● TASK TO CARRY OUT:
In the records below, begin at the line that has "e.g. point(356, 48)" and stop after the line that has "e.g. point(118, 209)"; quote those lines verbatim and nothing more.

Stored data entries
^^^^^^^^^^^^^^^^

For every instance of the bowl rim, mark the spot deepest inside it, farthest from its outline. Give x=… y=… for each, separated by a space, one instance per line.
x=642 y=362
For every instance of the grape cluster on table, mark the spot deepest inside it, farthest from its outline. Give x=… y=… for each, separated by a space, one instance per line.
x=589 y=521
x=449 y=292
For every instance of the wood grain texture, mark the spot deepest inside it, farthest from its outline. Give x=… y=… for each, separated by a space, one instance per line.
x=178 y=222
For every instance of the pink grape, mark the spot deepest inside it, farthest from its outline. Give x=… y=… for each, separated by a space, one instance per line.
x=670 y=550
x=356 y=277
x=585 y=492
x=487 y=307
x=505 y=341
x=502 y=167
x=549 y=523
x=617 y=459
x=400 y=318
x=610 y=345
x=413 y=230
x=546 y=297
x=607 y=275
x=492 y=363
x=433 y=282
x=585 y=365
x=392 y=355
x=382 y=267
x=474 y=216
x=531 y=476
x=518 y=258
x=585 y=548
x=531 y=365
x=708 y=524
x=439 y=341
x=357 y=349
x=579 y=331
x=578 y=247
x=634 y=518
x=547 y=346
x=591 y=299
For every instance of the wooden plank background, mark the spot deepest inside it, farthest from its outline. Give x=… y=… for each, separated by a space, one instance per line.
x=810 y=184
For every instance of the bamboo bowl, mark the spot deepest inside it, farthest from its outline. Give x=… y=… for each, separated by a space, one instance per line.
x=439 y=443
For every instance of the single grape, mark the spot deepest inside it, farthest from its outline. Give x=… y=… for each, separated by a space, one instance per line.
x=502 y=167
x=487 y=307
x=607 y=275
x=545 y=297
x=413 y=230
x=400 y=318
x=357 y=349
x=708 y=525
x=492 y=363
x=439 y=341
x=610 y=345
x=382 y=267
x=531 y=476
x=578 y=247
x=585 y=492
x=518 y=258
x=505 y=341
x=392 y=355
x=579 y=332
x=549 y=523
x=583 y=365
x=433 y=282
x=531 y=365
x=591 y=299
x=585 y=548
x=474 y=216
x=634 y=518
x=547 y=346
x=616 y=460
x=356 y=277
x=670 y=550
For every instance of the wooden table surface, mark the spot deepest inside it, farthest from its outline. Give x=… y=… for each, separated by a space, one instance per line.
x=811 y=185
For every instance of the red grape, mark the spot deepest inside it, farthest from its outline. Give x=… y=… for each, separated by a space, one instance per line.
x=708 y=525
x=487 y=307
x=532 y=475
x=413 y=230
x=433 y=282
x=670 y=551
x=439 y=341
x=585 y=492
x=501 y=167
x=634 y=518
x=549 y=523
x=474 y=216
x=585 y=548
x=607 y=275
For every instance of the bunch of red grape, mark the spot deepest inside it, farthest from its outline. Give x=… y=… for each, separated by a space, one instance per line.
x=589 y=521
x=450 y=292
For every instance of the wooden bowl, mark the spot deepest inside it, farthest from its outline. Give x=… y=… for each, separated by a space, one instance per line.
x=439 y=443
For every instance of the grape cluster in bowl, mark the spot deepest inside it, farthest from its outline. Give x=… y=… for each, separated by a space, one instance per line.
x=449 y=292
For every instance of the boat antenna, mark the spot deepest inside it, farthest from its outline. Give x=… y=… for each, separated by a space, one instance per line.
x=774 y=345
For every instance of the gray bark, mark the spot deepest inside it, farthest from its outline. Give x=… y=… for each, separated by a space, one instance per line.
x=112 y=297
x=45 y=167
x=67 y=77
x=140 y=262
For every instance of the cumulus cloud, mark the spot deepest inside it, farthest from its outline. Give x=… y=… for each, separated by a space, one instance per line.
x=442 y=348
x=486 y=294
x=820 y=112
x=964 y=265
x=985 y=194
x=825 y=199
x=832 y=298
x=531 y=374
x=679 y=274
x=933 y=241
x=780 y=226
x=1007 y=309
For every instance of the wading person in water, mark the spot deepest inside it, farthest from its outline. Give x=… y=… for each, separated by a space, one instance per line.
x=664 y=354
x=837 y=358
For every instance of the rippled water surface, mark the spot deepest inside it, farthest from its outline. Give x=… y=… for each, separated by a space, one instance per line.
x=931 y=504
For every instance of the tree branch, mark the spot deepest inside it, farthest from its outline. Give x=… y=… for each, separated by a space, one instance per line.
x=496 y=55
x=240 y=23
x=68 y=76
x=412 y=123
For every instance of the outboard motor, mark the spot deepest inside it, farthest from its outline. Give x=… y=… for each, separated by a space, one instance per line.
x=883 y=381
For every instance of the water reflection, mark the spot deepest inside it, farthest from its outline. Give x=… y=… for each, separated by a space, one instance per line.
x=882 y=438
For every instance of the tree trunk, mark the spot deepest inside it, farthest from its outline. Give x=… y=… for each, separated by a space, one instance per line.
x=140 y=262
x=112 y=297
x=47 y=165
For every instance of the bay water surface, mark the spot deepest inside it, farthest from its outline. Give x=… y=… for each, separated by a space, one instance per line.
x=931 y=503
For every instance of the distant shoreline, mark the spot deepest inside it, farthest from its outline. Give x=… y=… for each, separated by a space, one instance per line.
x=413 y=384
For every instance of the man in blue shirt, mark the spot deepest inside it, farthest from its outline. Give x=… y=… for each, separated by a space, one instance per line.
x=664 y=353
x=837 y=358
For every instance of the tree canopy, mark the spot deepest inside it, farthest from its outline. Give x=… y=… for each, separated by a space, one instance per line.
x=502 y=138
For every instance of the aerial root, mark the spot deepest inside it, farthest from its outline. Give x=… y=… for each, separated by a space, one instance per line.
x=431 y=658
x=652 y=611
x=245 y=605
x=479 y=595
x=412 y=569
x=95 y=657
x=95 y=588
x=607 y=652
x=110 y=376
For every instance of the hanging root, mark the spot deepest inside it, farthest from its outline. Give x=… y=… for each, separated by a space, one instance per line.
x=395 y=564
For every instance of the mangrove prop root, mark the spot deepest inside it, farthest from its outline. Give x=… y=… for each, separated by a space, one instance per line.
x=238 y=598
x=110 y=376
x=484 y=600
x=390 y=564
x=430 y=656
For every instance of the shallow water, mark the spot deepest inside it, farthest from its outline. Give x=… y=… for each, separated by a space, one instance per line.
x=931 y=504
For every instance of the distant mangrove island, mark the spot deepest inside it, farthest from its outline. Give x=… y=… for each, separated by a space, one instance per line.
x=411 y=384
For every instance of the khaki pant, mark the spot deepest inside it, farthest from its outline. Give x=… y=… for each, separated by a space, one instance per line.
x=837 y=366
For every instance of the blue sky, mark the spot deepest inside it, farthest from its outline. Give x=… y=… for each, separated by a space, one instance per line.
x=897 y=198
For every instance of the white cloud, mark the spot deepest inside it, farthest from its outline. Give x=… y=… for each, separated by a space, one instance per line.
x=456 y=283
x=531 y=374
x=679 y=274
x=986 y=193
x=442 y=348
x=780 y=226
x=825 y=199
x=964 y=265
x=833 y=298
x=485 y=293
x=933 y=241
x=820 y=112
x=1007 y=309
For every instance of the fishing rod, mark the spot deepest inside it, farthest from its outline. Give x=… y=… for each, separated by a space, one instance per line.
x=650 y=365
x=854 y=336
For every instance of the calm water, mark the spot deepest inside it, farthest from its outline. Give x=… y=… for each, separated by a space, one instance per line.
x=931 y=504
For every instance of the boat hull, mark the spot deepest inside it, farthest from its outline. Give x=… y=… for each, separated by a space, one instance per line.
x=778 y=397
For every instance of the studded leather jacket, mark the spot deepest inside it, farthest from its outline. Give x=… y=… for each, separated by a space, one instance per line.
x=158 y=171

^^^^^^^^^^^^^^^^

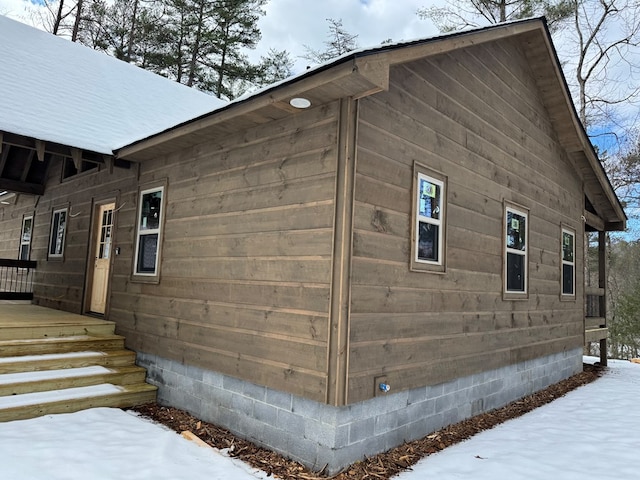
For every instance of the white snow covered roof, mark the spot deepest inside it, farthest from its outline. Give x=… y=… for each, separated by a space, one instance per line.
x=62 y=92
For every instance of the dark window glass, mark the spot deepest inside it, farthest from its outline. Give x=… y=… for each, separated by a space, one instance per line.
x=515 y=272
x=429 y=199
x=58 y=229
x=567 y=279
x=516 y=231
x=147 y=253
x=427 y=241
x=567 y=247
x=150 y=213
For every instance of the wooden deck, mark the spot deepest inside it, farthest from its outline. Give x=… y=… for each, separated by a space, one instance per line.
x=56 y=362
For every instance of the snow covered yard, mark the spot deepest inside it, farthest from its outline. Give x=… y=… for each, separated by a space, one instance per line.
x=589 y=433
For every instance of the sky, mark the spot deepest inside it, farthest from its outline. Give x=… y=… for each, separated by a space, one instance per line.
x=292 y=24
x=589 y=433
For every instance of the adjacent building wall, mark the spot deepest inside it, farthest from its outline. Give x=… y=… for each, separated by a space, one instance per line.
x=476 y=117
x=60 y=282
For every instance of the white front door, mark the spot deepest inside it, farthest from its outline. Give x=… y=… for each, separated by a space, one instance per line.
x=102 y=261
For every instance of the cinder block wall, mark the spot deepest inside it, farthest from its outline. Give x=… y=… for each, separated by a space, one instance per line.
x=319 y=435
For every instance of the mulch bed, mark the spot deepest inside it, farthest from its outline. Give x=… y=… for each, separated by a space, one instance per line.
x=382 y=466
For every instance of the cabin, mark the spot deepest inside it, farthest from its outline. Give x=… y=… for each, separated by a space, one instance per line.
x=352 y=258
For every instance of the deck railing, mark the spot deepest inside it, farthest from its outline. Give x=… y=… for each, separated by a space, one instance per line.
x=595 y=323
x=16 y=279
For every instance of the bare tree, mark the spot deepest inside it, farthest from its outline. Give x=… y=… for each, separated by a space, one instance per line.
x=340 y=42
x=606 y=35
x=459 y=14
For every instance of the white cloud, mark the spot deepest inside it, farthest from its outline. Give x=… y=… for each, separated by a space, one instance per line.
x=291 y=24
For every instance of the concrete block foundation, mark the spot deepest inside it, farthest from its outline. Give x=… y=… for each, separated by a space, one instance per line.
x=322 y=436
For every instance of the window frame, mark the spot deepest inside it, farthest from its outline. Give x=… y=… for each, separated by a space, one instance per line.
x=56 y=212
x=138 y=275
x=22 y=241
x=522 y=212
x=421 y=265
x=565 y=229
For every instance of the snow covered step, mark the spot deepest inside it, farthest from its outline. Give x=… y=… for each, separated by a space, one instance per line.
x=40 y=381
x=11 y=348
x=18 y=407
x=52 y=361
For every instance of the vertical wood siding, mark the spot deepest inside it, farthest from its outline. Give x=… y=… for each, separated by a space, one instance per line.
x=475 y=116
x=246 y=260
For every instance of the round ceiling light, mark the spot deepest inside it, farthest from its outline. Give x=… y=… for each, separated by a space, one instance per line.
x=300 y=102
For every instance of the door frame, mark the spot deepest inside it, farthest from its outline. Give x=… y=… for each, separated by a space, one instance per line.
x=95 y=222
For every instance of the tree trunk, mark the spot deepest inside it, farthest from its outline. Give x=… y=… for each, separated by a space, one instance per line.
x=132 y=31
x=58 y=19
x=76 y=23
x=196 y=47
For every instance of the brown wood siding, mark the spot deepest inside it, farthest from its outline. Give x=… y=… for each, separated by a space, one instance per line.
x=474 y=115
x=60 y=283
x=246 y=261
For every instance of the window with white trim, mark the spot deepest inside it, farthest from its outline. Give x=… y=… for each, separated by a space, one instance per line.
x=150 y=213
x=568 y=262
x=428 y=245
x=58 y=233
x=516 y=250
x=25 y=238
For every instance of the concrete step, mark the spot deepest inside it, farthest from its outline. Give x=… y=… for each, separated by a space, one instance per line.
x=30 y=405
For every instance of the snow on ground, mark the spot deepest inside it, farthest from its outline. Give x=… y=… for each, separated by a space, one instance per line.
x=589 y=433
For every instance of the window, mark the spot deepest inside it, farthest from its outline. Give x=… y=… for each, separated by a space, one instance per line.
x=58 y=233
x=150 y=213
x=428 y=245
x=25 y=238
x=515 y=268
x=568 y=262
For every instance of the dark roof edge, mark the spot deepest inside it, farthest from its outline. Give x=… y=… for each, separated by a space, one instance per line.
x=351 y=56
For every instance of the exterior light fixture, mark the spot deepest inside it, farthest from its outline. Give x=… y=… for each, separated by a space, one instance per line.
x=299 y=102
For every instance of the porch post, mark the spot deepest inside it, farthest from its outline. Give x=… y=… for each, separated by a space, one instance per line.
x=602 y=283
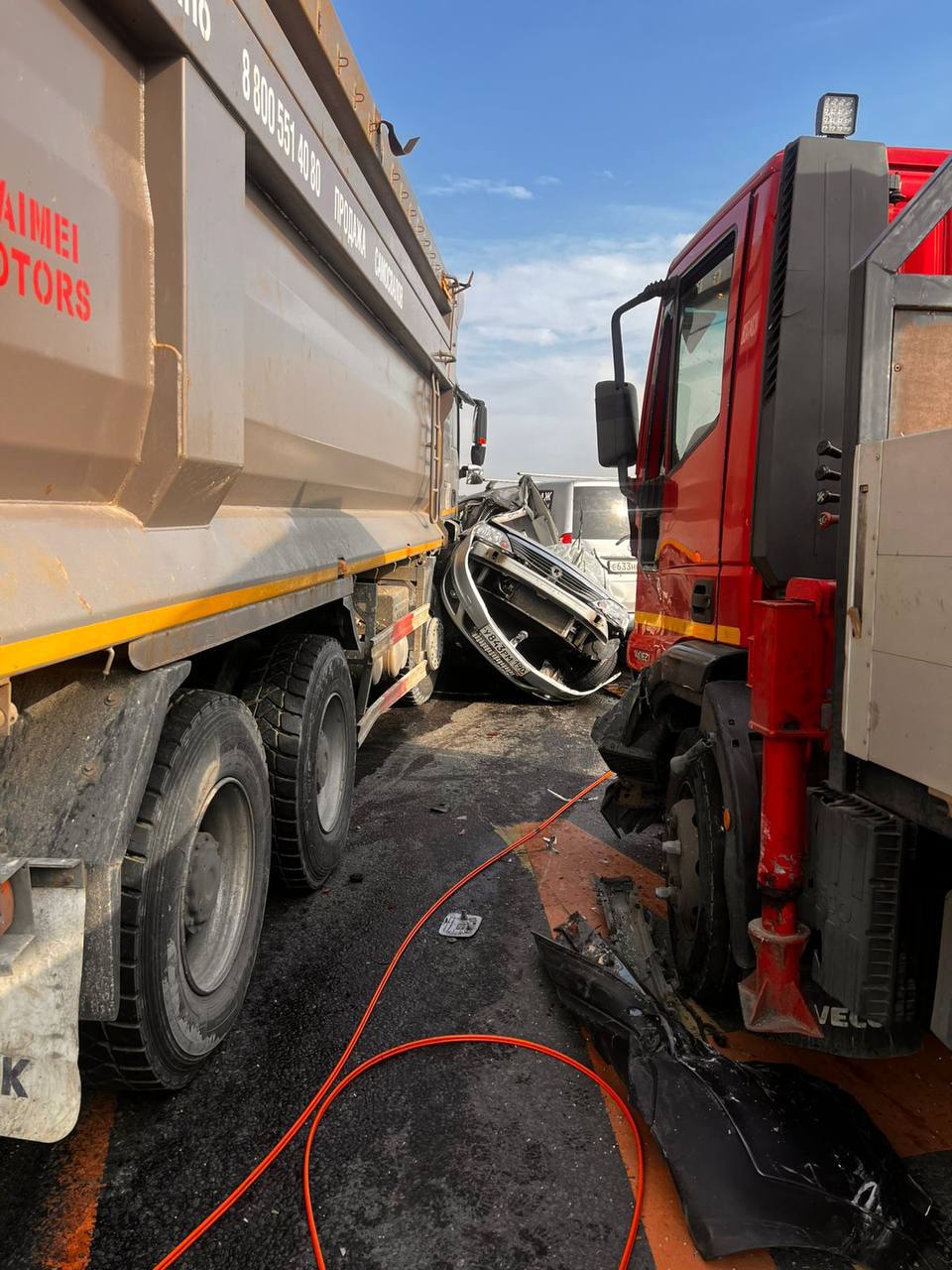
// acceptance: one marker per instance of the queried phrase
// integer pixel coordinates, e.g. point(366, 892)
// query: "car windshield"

^^^^^^^^^^^^^^^^

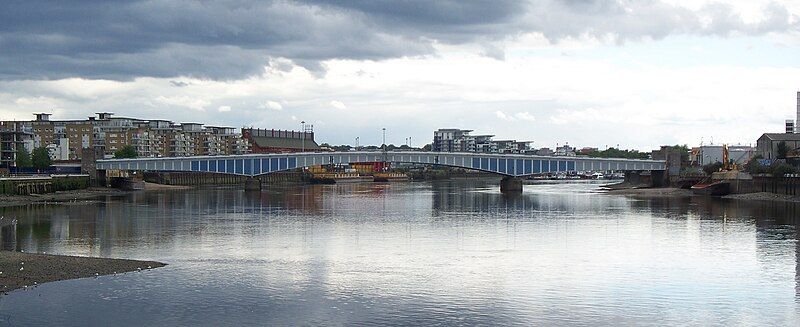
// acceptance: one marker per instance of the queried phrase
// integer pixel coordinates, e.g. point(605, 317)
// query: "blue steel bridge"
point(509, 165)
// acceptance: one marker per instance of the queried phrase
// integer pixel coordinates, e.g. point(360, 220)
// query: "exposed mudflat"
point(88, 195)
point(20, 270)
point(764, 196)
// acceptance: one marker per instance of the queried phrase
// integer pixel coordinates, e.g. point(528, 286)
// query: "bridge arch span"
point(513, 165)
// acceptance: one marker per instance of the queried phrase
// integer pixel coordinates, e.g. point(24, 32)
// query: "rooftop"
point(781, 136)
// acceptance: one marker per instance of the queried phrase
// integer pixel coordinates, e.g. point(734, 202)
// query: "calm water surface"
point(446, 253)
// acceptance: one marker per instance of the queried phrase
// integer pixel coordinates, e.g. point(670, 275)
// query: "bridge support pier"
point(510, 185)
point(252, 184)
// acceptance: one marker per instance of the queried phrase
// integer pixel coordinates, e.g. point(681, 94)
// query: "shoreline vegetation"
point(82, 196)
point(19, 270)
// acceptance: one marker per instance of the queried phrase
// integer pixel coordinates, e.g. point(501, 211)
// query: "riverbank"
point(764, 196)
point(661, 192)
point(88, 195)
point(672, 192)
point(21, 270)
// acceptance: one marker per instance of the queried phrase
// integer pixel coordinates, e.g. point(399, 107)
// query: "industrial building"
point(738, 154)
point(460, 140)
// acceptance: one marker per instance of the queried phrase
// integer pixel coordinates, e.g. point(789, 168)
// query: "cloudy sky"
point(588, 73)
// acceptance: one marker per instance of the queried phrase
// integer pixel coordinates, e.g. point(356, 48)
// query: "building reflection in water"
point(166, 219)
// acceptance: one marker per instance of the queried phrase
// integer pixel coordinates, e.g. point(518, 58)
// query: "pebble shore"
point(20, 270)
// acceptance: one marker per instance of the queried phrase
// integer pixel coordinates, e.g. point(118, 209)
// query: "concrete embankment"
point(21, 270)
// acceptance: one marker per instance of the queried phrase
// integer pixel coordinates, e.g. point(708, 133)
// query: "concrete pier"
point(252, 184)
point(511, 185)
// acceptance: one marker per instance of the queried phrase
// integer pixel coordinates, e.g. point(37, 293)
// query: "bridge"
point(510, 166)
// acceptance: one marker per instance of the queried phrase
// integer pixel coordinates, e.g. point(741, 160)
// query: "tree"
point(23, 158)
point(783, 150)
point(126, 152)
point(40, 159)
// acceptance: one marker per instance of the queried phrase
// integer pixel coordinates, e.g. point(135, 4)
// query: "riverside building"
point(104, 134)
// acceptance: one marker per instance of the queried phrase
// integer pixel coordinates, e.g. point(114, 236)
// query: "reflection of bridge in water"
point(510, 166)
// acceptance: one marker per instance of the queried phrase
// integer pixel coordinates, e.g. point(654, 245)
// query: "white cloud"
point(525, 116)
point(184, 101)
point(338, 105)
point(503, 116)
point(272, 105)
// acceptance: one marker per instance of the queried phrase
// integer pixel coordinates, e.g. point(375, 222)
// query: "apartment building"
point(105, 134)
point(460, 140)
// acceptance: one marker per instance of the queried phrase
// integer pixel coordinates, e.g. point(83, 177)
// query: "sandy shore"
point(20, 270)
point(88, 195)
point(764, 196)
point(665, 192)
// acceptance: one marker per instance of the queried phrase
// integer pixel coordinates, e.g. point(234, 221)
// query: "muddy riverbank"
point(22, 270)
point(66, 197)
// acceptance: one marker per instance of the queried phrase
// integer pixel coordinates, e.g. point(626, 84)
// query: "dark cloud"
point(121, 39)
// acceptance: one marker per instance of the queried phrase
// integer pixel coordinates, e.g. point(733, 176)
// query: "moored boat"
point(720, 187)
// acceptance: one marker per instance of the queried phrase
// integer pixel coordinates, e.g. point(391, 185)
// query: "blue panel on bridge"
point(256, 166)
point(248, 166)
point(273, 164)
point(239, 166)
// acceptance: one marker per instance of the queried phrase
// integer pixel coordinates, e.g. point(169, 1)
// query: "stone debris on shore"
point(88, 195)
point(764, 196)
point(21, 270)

^^^^^^^^^^^^^^^^

● EXERCISE RESPONSE:
// integer pixel coordinates, e.g. point(356, 48)
// query: "building reflection in water"
point(166, 219)
// acceptance: one marker per instance of the queried phrase
// integer pixel coordinates, e.g. point(518, 58)
// query: "pebble shore"
point(20, 270)
// acceptance: one marker per instance of the queried phrase
// integer pixel coordinates, e.g. point(118, 209)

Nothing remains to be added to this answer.